DOCUMENT SECTION:
——————

Crystallization occurs with matter in a supercooled liquid or in an amorphous state. According to the classical theory, this process occurs through the formation of crystalline phase foci, called nuclei. The crystal nucleation rate and crystal growth rate in such matter are determined by a number of kinetic factors, among which the decisive role is played by the frequency of attachment of atoms to a nucleus and the frequency of detachment of atoms from the surface of a nucleus. Obviously, the predominance of the atoms attachment frequency will contribute to a stable crystal growth. At the same time, the currently existing experimental methods do not allow the direct measurement of these kinetic factors due to the difficulties associated with the identification of various phase atoms in the volume of the system. Therefore, molecular dynamics simulation is most suitable and affordable method.
The researchers were faced with the task of making an accurate assessment of kinetic factors and constructing their dependence on the size of crystalline nuclei based on molecular dynamics calculations. For this, an algorithm was developed that tracks atomic rearrangements near the surface of each growing nucleus on the fly. Tracking takes place according to the identification numbers that are assigned to each atom. These numbers make it possible to distinguish between crystal atoms and atoms of the parent disordered phase. With this approach, the accuracy of the calculations is orders of magnitude higher compared to existing methods for estimating kinetic rate factors. This accuracy is achieved due to the fact that the calculations are carried out directly without the use of any model functions and adjustable parameters.
Based on the performed calculations, the researchers were able to estimate the crystal growth rate for the well-known Lennard-Jones model system, following the basic definition - through the difference in the atoms attachment and detachment frequencies. This made it possible to reveal the presence of a stationary regime in the dependence of the growth rate of the crystalline nucleus on its size. The results are in good agreement with the prediction of the classical theory of crystal growth.
The results of the study can be used to develop more accurate methods for estimating the rate of phase transitions in systems with various physicochemical properties, for example, in ionic liquids, molecular liquids, polymer systems, and colloidal solutions. Furthermore, these results can be used to develop practical methods for controlling crystallization and melting processes, which is important in various fields (from metallurgy and microelectronics to pharmaceuticals). The results will also be in demand in the development of a rigorous theory for describing the dependence of kinetic rate factors on the size of the nucleus and on the crystallization time. Another interesting and less studied field is the study of the crystal decay processes.
Further research will be aimed at a detailed study of the mechanisms of the crystalline nuclei decay, where the focus will be on identifying factors that affect the crystals decay rate and their stability. The authors’ work will also be targeted at the development of a rigorous universal kinetic theory for describing crystallization rate factors. The results will be applied in the computer design of crystalline materials with necessary physical and mechanical properties.
This work was supported by the Russian Science Foundation (Project No. 19-12-00022).

——————

SOURCE DATA:
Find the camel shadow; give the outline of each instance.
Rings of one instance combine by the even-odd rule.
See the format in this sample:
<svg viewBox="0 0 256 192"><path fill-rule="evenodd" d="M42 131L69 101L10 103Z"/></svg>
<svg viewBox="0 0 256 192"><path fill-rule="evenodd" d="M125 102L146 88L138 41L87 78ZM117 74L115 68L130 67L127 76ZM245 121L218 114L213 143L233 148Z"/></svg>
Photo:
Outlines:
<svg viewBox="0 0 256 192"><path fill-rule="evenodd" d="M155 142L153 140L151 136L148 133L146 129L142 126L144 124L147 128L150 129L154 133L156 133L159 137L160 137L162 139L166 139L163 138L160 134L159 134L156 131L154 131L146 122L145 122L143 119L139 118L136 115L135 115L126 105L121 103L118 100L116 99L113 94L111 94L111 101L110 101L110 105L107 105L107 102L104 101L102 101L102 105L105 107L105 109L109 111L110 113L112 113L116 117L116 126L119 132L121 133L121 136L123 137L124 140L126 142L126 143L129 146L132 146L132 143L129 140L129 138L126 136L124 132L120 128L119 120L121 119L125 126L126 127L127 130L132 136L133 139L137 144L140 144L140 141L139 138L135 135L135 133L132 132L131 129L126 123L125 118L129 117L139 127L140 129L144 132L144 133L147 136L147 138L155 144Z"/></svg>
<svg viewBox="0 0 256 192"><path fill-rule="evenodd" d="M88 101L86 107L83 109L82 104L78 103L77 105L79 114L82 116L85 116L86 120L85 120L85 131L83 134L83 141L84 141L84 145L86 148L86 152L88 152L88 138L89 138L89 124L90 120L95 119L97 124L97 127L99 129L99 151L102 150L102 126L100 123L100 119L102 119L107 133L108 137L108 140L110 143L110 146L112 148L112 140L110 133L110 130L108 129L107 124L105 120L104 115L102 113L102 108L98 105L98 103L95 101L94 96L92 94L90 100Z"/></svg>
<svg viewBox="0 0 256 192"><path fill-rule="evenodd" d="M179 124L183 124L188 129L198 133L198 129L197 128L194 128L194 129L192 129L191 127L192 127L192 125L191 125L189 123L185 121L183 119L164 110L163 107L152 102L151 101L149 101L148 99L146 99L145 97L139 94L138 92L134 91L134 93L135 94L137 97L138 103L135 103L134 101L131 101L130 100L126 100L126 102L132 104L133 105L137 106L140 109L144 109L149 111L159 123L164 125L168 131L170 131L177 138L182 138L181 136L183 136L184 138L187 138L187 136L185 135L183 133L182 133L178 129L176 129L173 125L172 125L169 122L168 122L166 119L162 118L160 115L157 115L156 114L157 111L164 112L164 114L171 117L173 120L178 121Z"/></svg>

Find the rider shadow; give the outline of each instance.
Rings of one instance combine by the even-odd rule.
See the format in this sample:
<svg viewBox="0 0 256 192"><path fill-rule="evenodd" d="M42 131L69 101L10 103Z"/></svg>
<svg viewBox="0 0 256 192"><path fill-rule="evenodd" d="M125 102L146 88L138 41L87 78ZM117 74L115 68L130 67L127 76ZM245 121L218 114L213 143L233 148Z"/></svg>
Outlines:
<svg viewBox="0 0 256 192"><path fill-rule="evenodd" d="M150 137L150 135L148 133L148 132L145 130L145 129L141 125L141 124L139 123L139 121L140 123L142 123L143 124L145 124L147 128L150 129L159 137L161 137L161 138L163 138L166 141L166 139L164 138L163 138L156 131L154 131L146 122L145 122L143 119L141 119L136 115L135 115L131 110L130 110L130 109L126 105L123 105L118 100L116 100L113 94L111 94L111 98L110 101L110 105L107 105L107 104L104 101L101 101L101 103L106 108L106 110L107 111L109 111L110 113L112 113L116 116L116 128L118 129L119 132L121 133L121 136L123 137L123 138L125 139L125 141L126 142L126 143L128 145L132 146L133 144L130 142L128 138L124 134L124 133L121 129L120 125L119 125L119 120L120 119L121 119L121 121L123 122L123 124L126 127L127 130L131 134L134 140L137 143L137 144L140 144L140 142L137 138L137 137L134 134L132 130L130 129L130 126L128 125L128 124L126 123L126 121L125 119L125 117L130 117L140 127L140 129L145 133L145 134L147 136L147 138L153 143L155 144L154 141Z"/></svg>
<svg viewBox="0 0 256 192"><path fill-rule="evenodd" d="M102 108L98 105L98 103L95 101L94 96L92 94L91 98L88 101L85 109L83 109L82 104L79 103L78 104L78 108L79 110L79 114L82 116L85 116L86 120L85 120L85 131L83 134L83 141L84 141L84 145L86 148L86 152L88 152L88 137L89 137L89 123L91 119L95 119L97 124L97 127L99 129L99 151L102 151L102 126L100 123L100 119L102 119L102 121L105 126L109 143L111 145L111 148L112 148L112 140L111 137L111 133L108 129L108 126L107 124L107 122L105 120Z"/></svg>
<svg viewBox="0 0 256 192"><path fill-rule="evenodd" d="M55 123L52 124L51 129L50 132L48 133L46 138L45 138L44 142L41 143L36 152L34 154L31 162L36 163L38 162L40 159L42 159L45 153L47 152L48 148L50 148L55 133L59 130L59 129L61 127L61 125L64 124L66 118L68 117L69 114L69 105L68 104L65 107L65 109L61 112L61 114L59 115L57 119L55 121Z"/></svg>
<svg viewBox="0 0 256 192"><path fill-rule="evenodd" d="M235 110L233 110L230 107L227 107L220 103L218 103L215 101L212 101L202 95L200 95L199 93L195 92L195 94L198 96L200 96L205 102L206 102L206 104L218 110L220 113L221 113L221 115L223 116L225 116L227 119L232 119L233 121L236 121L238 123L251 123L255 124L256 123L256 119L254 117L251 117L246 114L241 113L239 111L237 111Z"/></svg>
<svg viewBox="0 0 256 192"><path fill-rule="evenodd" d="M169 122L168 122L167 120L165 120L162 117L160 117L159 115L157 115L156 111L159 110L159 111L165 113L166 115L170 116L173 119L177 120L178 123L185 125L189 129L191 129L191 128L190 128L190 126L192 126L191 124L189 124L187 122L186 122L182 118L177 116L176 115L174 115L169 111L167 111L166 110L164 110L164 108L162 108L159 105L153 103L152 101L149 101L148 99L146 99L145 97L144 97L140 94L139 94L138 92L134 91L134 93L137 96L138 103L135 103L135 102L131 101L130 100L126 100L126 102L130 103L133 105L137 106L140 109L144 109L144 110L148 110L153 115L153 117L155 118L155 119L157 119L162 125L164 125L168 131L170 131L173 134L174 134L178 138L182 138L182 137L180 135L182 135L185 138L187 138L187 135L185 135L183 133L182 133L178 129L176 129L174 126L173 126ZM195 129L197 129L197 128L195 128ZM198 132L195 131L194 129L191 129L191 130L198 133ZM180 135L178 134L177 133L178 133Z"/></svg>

——————

TASK INSTRUCTIONS:
Answer these questions about the crystallization text above.
1. What is assigned to each atom so the algorithm can track it?
2. For which model system did the researchers estimate the crystal growth rate?
3. Which organization supported the work?

EXERCISE SOLUTION:
1. An identification number.
2. The Lennard-Jones model system.
3. The Russian Science Foundation (Project No. 19-12-00022).